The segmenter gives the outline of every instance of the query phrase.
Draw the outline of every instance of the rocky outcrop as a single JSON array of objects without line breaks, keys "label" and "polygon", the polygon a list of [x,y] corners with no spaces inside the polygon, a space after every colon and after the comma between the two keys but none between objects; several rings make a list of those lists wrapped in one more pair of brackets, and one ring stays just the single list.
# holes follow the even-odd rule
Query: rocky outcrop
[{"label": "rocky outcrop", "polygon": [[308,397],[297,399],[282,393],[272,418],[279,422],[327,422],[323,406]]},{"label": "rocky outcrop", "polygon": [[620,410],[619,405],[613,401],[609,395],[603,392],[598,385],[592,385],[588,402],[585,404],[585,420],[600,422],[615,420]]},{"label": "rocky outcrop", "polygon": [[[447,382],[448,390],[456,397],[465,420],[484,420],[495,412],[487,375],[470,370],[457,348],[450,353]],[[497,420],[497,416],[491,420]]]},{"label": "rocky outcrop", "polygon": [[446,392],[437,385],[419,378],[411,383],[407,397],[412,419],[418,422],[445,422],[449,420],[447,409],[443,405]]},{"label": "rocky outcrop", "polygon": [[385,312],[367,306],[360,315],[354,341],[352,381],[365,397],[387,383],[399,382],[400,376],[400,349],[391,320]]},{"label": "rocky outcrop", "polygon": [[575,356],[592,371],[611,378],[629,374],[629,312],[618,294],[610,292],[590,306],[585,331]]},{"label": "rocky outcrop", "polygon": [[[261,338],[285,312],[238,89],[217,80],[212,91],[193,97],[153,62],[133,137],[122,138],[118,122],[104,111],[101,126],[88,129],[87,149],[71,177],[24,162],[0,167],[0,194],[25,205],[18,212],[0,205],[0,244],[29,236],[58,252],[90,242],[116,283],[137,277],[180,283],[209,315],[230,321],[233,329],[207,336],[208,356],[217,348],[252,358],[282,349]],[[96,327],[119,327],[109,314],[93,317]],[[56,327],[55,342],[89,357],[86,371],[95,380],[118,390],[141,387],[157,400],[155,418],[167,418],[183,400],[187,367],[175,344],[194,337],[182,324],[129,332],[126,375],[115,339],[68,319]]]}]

┄┄┄┄┄┄┄┄┄┄┄┄┄┄┄┄┄┄┄┄

**Written task**
Copy out every line of the entries above without changing a single character.

**Task answer**
The segmenter gives the outline of every instance of the query phrase.
Draw the outline of every instance of the rocky outcrop as a single JSON array of objects without line breaks, keys "label" and "polygon", the polygon a list of [x,y] corners with no spaces inside the polygon, a space after every colon and after the comma between the two keys but none between objects; several rings make a list of those lists wrapped in one more pair of brackets, and one ring stays just the single list.
# holes follow the even-odd rule
Query: rocky outcrop
[{"label": "rocky outcrop", "polygon": [[308,397],[297,399],[282,393],[272,418],[279,422],[327,422],[323,406]]},{"label": "rocky outcrop", "polygon": [[620,410],[619,405],[613,401],[609,395],[603,392],[598,385],[592,385],[588,402],[585,404],[585,420],[600,422],[615,420]]},{"label": "rocky outcrop", "polygon": [[[447,382],[448,390],[456,397],[465,420],[484,420],[495,412],[487,375],[470,370],[457,348],[450,353]],[[497,420],[497,416],[491,420]]]},{"label": "rocky outcrop", "polygon": [[446,392],[437,385],[419,378],[411,383],[407,397],[412,419],[418,422],[445,422],[449,420],[447,409],[443,405]]},{"label": "rocky outcrop", "polygon": [[385,312],[367,306],[360,315],[354,341],[352,381],[365,397],[387,383],[399,382],[400,376],[400,349],[391,320]]},{"label": "rocky outcrop", "polygon": [[575,356],[592,371],[611,378],[629,374],[629,312],[618,294],[610,292],[590,306],[585,331]]},{"label": "rocky outcrop", "polygon": [[[261,338],[285,312],[238,89],[217,80],[212,91],[193,97],[153,62],[133,137],[122,138],[118,122],[104,111],[101,126],[88,129],[87,149],[71,177],[24,162],[0,167],[0,194],[25,205],[18,212],[0,205],[0,244],[29,236],[58,252],[90,242],[116,283],[137,277],[180,283],[209,315],[230,321],[233,329],[207,336],[208,356],[217,348],[252,358],[282,349]],[[96,327],[119,327],[109,314],[93,317]],[[56,327],[55,342],[89,357],[86,371],[95,380],[118,390],[141,387],[157,400],[155,418],[167,418],[183,400],[187,367],[175,344],[194,337],[182,324],[129,332],[126,375],[115,339],[68,319]]]}]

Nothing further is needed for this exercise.